▸ TE VOLGEN INSTRUCTIES
Zet de alinea uit de studietekst die begint met "Uiteindelijk heeft de kantonrechter" om in een lijst met de belangrijkste feiten.

▸ STUDIETEKST
In deze zaak heeft de kantonrechter van de Rechtbank Gelderland op 14 november 2022 een beschikking gegeven met betrekking tot het ontslag van de bewindvoerder OBIN B.V. en de benoeming van een opvolgend bewindvoerder. De zaak betreft een beschermingsbewind voor een rechthebbende die onder bewind is gesteld vanwege verkwisting en problematische schulden. De kantonrechter heeft vastgesteld dat de bewindvoerder zich niet voldoende heeft ingespannen om de rechthebbende naar een schuldhulpverleningstraject te begeleiden. Dit werd onderbouwd door het feit dat de bewindvoerder pas in 2020 een aanvraag voor schuldhulpverlening heeft ingediend, terwijl de rechthebbende al sinds 2014 onder bewind staat.
De procedure begon met een uitnodiging voor een zitting op 25 mei 2022, waar de bewindvoerder en enkele rechthebbenden aanwezig waren. De kantonrechter heeft tijdens deze zitting geconstateerd dat de bewindvoerder niet adequaat had gereageerd op eerdere verzoeken en dat er onduidelijkheid bestond over de inspanningen van de bewindvoerder. De kantonrechter heeft ook kennisgenomen van eerdere zittingen en correspondentie, waaruit bleek dat de bewindvoerder niet had voldaan aan de eisen die aan een professionele bewindvoerder worden gesteld.
Uiteindelijk heeft de kantonrechter besloten om OBIN B.V. ambtshalve te ontslaan als bewindvoerder, met ingang van 1 december 2022, en heeft hij een opvolgend bewindvoerder benoemd. De kantonrechter heeft ook de jaarbeloning van de nieuwe bewindvoerder vastgesteld en bepaald dat de ontslagen bewindvoerder binnen twee maanden na de ontslagdatum een eindrekening moet afleggen. De beschikking is openbaar uitgesproken en er is een mogelijkheid tot hoger beroep binnen drie maanden na de uitspraak.

▸ GEGEVEN ITEMS
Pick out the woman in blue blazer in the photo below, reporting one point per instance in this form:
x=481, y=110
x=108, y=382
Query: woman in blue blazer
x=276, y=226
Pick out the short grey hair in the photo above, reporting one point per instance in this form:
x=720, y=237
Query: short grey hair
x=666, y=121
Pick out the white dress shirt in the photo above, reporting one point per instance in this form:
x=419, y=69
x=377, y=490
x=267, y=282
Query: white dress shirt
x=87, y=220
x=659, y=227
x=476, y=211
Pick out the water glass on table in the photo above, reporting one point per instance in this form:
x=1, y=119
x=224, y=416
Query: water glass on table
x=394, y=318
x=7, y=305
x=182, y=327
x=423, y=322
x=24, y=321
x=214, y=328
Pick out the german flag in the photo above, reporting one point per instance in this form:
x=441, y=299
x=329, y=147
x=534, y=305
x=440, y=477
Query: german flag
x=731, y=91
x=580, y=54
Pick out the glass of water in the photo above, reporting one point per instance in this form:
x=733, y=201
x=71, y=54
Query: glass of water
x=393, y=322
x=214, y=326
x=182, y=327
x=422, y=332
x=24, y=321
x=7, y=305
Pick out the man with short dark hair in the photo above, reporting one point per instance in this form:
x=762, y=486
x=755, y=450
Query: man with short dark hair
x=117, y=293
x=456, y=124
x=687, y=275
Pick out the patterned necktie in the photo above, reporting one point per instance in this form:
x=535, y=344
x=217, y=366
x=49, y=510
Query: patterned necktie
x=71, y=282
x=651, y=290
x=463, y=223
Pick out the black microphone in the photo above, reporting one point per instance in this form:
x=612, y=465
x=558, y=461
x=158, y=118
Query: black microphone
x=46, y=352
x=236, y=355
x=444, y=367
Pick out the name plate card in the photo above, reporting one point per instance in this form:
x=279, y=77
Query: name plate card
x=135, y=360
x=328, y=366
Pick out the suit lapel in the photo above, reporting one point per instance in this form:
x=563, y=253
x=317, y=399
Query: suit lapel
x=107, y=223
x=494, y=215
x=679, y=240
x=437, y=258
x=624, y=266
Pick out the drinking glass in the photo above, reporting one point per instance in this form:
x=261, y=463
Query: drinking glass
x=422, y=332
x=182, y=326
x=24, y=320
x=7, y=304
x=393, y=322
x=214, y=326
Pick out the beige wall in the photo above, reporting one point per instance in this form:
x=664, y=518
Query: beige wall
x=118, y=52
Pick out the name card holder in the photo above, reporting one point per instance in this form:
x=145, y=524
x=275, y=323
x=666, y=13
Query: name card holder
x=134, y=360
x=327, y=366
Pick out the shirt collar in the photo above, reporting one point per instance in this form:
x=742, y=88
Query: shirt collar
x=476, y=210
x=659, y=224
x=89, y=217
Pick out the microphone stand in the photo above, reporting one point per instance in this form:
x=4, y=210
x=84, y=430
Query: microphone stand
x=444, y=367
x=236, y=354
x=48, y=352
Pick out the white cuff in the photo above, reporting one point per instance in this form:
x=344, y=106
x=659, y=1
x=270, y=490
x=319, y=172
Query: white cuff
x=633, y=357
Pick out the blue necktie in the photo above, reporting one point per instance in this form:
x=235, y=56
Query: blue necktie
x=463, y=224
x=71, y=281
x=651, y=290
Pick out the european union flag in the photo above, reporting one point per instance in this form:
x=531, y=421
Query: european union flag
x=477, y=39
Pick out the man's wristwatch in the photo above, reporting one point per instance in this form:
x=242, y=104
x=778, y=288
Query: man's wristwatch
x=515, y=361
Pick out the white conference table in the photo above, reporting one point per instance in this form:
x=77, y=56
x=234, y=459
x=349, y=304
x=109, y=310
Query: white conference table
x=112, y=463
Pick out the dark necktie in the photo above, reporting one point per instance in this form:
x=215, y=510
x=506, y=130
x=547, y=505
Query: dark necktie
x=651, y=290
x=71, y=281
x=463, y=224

▸ UITWERKING OPDRACHT
- De kantonrechter ontslaat OBIN B.V. ambtshalve als bewindvoerder, met ingang van 1 december 2022.
- Er wordt een opvolgend bewindvoerder benoemd en diens jaarbeloning wordt vastgesteld.
- De ontslagen bewindvoerder moet binnen twee maanden na de ontslagdatum een eindrekening afleggen.
- De beschikking is openbaar uitgesproken.
- Hoger beroep is mogelijk binnen drie maanden na de uitspraak.